## What is asked
Please pull out every line in the records below that contains the word "cabinet". Case matters.

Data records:
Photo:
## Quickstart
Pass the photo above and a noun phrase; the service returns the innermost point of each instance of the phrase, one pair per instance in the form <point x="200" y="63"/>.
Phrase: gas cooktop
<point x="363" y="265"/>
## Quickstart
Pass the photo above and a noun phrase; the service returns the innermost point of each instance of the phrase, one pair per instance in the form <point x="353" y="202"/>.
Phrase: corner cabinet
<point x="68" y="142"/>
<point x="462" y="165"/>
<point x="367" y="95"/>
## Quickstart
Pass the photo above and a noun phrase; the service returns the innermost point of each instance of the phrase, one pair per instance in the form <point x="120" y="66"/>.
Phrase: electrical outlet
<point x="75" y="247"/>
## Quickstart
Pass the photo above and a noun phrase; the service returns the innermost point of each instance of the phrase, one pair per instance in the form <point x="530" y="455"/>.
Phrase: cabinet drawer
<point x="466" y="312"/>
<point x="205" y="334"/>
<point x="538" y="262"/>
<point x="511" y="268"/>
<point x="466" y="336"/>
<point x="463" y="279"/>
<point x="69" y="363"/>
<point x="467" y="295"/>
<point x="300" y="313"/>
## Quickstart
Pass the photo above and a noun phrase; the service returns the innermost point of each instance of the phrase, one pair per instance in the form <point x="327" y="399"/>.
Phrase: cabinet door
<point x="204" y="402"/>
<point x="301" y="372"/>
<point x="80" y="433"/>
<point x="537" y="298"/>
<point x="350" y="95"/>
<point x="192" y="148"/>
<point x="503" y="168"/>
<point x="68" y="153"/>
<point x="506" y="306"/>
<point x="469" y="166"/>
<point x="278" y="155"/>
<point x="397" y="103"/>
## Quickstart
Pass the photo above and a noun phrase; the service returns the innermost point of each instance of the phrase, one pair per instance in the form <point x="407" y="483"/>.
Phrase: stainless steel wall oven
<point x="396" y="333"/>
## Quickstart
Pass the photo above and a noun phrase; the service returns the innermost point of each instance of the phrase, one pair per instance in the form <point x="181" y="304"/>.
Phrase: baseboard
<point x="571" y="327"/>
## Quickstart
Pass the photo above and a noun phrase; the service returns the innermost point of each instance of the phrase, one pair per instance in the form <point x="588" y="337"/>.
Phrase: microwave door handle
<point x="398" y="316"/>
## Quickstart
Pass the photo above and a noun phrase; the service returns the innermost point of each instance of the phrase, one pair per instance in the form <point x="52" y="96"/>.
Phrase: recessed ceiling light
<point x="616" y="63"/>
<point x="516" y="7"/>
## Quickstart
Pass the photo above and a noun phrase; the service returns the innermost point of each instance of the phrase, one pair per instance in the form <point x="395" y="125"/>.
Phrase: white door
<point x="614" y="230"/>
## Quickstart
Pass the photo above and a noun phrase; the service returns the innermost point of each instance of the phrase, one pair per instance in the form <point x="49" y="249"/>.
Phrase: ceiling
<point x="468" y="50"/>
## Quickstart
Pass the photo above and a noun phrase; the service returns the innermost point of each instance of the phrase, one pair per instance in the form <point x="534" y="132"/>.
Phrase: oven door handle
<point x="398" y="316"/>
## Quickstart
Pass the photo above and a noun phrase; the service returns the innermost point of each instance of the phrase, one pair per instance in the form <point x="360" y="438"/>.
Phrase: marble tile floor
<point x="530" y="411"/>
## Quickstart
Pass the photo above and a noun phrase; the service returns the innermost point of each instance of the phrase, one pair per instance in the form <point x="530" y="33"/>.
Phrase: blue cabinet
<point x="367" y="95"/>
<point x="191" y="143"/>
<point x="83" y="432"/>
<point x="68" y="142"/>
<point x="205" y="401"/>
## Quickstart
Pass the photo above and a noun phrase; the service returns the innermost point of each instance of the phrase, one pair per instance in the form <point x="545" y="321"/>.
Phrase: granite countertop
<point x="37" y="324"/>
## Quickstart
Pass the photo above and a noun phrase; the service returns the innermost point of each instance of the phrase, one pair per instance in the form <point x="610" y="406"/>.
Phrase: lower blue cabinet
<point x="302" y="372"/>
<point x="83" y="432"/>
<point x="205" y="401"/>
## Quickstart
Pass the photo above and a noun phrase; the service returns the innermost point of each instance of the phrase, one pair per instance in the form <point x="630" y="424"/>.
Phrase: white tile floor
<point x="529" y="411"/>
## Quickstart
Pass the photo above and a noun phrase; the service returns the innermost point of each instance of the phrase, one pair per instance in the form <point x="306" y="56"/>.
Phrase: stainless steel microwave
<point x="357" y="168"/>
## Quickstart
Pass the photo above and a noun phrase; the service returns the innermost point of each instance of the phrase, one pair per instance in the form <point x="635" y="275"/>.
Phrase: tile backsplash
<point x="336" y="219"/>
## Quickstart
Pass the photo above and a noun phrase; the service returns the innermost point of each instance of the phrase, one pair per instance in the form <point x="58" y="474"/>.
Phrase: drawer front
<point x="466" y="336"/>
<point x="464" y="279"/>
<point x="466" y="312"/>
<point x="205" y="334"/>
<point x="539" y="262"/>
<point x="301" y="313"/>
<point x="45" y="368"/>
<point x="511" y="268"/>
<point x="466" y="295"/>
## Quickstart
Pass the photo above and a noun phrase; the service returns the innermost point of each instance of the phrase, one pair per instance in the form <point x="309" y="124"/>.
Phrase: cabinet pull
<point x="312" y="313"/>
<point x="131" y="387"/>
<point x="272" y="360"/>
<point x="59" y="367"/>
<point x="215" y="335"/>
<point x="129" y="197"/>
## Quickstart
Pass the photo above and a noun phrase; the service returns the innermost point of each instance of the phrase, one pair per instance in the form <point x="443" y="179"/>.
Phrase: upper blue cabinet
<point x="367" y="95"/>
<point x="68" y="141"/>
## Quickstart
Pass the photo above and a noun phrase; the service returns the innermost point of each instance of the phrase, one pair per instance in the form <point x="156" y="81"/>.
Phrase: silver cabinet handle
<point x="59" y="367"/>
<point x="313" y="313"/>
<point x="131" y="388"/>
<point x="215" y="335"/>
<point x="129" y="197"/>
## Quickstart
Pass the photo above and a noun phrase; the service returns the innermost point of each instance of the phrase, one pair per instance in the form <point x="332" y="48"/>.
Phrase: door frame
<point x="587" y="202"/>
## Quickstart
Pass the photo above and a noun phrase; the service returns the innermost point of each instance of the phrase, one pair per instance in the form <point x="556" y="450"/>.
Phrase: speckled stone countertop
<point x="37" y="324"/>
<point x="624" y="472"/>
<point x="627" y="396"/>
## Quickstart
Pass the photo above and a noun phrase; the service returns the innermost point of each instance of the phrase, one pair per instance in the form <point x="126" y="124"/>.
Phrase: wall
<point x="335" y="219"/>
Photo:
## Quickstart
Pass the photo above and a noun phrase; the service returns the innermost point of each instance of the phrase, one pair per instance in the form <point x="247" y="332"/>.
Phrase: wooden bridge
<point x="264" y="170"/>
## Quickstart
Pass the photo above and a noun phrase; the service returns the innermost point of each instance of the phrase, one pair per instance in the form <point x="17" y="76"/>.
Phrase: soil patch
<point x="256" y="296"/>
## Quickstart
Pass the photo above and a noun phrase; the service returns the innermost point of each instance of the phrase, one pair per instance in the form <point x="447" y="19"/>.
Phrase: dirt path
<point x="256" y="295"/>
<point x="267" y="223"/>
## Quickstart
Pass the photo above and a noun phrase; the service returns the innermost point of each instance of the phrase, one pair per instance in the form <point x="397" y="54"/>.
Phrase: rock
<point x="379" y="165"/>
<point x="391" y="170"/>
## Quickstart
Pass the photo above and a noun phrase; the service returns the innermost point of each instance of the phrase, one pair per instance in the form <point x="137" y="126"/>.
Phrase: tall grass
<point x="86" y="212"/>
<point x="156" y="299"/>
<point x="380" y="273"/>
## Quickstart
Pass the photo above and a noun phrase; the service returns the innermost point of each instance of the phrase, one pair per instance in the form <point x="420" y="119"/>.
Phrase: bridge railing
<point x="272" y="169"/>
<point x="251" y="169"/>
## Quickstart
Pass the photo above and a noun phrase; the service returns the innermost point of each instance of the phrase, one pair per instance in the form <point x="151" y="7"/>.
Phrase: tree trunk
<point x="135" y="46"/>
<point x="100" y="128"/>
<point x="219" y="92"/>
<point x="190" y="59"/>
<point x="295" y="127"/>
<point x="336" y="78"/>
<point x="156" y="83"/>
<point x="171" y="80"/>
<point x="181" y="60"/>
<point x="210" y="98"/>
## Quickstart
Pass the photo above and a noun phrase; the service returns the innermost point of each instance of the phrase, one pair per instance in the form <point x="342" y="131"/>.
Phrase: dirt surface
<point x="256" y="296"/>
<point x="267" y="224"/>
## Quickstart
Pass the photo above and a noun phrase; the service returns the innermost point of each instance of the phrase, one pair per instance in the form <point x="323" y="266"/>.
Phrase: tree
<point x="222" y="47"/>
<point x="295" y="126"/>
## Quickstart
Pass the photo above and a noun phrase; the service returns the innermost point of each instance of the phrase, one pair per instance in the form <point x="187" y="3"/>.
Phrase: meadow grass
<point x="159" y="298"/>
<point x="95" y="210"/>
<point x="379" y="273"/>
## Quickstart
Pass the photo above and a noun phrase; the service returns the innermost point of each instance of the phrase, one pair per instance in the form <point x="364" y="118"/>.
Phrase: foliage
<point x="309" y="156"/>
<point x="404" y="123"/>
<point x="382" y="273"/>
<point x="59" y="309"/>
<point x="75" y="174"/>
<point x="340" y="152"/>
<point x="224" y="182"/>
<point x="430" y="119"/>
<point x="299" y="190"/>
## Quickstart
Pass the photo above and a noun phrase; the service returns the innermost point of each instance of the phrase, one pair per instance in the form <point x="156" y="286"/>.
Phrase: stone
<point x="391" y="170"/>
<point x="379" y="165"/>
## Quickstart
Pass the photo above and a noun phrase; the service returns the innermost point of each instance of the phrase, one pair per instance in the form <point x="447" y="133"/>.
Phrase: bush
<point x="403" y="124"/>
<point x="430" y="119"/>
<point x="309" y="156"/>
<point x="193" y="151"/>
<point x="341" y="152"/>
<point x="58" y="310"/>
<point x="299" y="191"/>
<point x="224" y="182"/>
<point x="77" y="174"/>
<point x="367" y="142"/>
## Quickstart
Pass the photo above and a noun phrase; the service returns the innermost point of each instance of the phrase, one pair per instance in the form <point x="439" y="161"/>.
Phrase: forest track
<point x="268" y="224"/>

## Completed exercise
Phrase: corner cabinet
Phrase: cabinet drawer
Phrase: cabinet door
Phrase: blue cabinet
Phrase: lower blue cabinet
Phrase: cabinet pull
Phrase: upper blue cabinet
Phrase: silver cabinet handle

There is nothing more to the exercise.